Latihan:
Dalam artikel tentang pembangunan di kawasan konservasi, lembaga internasional apa yang menurut Kepala BTNK turut mengawasi wilayah tersebut?

Artikel:
☆ ☆ ☆ ☆ ☆
Sejumlah riset lingkungan menunjukkan bahwa pembangunan besar di kawasan konservasi hampir selalu membawa dampak negatif: mulai dari rusaknya habitat, terganggunya kehidupan satwa liar, hingga munculnya polusi jangka panjang.
Menanggapi polemik yang berkembang, Kepala BTNK, Hendrikus Rani Siga, mengakui bahwa setiap rencana pembangunan baru di kawasan konservasi memang kerap menuai penolakan.
Ia mengajak publik untuk belajar dari pengalaman serupa, seperti proyek di Loh Buaya yang sebelumnya juga ditolak namun kini dinilai membawa manfaat bagi banyak pihak, mulai dari satwa, wisatawan, pelaku usaha, hingga pengelola kawasan.
Selama proyek tetap mengikuti regulasi dan tidak merusak nilai konservasi, khususnya keberadaan komodo dan habitatnya, BTNK akan terus melakukan pengawasan.
“Kami pastikan semua proses berjalan sesuai prinsip konservasi dan ketentuan hukum. Bahkan, UNESCO pun turut mengawasi karena ini wilayah warisan dunia,” tegas Hendrikus.
☆ ☆ ☆ ☆ ☆
Data yang Diberikan:
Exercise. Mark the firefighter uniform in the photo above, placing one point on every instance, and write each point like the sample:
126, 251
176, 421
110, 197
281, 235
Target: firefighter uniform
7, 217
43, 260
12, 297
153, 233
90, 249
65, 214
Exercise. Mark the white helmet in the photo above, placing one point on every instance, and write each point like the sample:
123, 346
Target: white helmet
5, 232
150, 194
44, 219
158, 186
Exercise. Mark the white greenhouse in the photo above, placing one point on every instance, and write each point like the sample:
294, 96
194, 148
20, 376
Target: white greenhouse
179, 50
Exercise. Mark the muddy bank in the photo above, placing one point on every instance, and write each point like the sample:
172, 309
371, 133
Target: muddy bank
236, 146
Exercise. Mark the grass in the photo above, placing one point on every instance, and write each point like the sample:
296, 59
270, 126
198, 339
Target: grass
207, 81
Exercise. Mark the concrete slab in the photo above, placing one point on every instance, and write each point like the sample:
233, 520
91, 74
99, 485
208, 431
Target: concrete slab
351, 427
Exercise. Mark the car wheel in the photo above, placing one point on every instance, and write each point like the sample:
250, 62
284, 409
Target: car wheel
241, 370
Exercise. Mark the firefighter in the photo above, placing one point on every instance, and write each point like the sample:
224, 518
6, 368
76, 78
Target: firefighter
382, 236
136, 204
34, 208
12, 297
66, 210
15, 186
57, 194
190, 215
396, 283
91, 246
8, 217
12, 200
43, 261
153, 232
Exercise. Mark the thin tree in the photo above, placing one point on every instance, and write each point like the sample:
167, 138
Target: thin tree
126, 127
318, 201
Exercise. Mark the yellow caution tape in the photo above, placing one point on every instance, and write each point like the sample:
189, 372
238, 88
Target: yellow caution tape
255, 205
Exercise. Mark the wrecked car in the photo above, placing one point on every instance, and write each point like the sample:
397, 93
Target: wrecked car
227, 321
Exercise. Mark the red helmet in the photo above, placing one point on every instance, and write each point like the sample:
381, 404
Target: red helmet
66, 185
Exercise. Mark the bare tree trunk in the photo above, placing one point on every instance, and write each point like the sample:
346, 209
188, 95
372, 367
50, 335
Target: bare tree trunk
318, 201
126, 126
☆ ☆ ☆ ☆ ☆
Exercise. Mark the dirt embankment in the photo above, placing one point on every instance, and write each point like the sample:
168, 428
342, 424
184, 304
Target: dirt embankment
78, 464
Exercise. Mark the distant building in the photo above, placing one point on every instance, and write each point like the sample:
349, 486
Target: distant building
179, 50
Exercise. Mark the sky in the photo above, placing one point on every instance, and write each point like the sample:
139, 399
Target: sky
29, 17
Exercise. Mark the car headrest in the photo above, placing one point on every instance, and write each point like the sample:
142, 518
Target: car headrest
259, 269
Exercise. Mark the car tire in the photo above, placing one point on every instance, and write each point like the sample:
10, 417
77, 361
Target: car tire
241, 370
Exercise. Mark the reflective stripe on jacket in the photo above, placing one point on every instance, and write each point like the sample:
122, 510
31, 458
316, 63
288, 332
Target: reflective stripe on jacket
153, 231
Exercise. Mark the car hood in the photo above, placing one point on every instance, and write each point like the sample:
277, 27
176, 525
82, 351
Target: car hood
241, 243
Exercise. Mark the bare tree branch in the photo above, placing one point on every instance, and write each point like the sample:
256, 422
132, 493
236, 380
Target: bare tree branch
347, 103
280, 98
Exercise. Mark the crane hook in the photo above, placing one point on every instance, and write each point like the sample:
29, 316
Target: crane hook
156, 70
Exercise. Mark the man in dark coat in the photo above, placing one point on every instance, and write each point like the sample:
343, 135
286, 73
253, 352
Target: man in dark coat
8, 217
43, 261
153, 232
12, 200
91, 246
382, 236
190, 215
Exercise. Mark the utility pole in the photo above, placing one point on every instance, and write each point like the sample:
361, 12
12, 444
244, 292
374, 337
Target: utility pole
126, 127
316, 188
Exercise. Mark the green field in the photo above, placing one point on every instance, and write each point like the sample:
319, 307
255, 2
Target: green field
☆ ☆ ☆ ☆ ☆
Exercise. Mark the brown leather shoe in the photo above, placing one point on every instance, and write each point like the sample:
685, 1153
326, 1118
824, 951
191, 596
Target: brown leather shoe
☆ ☆ ☆ ☆ ☆
Jawaban Tugas:
UNESCO turut mengawasi wilayah tersebut karena wilayah itu merupakan warisan dunia.